◆ What is required
Among the records below, which lines contain the string "coat"? Report them.

◆ Data supplied
= Beginning of Section =

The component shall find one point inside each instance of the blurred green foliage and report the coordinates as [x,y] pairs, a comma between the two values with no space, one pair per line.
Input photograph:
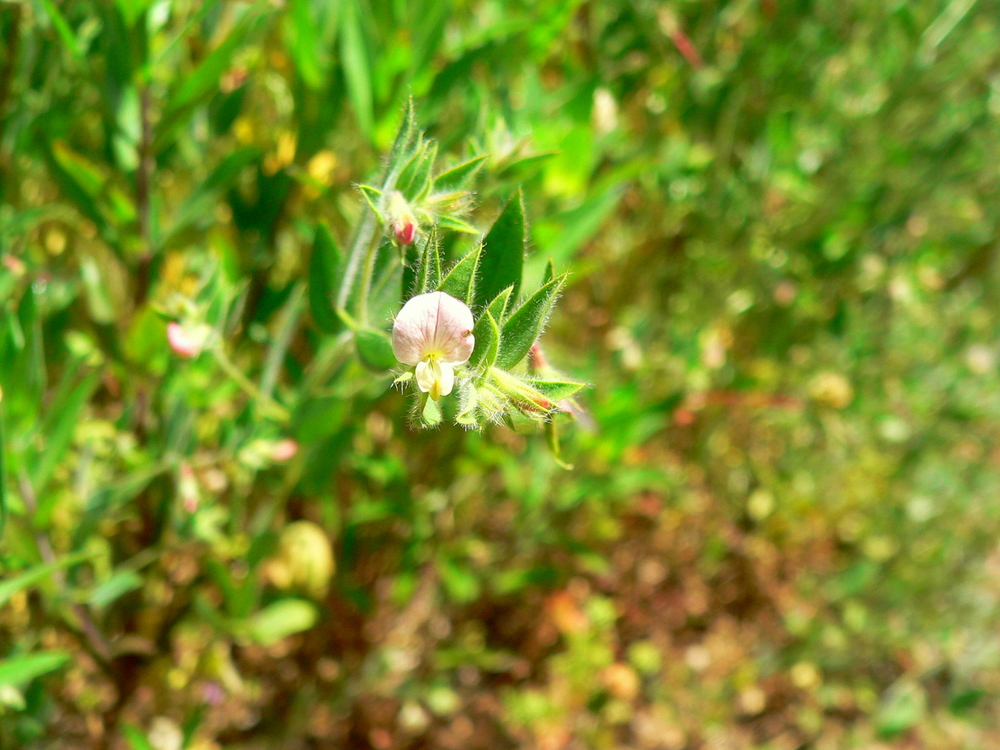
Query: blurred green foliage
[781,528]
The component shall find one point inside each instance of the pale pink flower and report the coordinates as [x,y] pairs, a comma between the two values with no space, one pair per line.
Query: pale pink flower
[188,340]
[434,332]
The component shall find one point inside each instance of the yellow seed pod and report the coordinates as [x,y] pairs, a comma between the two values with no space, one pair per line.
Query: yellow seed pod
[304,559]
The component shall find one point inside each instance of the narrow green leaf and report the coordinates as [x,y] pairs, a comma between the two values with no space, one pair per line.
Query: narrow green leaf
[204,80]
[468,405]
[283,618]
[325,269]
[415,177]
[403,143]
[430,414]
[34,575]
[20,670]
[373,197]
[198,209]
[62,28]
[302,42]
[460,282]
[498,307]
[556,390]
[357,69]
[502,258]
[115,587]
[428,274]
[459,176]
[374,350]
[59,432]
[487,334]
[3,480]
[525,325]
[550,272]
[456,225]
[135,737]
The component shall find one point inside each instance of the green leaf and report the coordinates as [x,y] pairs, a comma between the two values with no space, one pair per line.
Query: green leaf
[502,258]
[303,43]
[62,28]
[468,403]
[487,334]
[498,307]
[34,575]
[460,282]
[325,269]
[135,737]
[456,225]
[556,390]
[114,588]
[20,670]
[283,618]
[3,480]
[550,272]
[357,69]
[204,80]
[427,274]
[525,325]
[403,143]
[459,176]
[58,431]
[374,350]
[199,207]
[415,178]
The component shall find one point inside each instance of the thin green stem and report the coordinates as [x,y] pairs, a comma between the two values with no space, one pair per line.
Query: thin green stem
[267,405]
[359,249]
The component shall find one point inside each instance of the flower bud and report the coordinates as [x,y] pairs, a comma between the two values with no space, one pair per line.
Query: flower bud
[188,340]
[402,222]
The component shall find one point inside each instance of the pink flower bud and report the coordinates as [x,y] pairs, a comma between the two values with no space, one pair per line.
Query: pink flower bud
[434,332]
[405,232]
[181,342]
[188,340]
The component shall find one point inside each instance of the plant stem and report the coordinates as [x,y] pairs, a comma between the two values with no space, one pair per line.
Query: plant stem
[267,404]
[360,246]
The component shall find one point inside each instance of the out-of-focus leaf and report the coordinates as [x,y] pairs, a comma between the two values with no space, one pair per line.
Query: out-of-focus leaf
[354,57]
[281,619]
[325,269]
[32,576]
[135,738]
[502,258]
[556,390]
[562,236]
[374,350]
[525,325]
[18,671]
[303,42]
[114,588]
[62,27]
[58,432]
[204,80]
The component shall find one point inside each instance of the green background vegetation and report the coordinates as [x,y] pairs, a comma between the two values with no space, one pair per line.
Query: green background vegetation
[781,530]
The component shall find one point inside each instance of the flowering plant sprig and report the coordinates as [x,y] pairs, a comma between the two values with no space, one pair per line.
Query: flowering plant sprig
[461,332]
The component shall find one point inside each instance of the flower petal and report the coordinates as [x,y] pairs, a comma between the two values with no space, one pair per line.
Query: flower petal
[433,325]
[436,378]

= End of Section =
= Beginning of Section =

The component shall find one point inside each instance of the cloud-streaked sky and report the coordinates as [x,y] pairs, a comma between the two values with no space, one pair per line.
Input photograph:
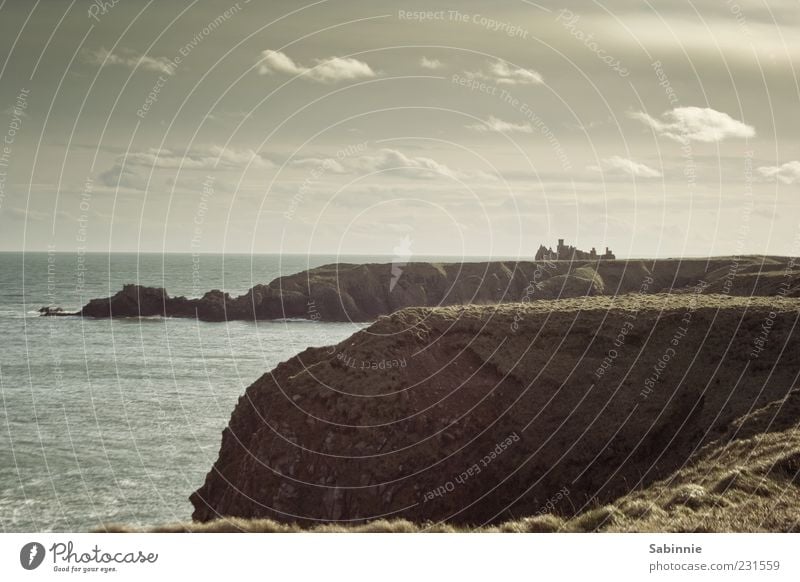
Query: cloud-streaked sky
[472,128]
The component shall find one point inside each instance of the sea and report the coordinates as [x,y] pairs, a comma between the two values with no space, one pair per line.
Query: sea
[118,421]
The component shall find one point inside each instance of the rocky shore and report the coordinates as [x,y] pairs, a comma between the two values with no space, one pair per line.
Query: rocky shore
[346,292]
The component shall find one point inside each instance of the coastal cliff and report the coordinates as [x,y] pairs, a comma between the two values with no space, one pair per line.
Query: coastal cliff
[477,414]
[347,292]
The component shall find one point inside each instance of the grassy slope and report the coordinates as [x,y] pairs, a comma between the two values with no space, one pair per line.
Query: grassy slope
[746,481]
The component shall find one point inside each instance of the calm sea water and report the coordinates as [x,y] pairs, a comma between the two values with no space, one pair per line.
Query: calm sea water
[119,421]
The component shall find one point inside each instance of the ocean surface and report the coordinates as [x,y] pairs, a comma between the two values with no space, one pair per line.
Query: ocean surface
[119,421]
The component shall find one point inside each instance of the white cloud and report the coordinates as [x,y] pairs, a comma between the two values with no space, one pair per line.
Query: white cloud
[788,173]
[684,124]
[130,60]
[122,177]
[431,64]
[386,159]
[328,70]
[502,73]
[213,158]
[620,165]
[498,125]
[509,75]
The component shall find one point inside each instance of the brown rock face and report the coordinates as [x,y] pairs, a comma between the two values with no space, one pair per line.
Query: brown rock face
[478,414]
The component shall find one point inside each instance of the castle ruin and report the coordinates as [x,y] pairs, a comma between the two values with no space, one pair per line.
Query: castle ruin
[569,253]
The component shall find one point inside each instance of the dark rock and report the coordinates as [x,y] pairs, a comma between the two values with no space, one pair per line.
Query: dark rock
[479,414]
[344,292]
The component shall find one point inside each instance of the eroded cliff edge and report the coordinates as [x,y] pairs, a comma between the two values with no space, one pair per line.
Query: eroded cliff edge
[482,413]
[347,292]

= End of Section =
= Beginning of Section =

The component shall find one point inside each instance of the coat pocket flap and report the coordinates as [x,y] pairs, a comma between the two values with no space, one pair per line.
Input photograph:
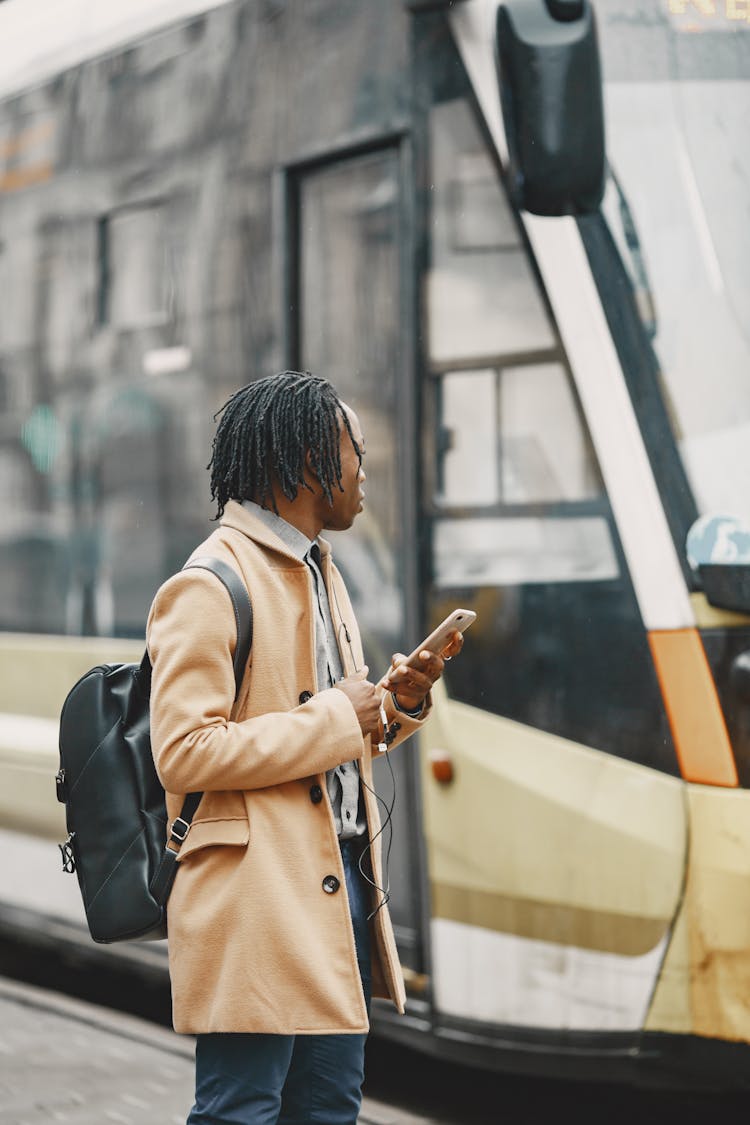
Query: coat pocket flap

= End of Section =

◆ Task answer
The component shall find one point inside each instance of the coat pocket flap and report the coordinates as [x,y] pairs, a comma between the two values with no space, one pair per line.
Query: coat pocket flap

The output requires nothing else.